## SOURCE DATA
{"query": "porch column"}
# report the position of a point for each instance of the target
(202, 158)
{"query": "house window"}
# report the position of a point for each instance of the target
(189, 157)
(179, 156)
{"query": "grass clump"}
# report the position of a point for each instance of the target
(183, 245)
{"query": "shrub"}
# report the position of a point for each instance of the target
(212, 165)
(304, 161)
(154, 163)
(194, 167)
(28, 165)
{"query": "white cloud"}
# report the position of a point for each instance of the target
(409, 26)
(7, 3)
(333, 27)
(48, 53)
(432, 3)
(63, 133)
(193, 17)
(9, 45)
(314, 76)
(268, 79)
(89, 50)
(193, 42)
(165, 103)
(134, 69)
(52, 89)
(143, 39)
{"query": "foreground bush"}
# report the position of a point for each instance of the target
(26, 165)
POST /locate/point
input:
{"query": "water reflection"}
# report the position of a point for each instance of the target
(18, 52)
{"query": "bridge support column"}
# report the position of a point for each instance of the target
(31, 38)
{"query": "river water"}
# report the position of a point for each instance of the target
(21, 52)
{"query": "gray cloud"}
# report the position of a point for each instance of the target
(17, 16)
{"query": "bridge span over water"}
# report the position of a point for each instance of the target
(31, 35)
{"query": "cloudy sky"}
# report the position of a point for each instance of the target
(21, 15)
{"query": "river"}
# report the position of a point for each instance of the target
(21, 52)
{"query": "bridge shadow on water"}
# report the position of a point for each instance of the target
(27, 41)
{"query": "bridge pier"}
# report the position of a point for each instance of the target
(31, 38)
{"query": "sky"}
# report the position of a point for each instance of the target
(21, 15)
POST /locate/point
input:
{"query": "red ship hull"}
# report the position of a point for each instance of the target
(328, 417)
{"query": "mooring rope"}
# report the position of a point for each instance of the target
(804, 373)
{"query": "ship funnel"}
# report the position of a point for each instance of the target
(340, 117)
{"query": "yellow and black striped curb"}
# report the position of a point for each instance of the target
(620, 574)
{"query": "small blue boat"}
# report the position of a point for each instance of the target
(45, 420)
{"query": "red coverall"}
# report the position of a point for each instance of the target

## WORK TO DO
Find the line containing "and black striped". Reproduce it exactly, along with every line after it through the last.

## COMPLETED EXERCISE
{"query": "yellow and black striped curb"}
# report the position of a point for each instance of the target
(620, 574)
{"query": "small blue boat"}
# report the position of a point for each instance of the target
(45, 420)
{"query": "red coverall"}
# report the position of a point for each instance of the target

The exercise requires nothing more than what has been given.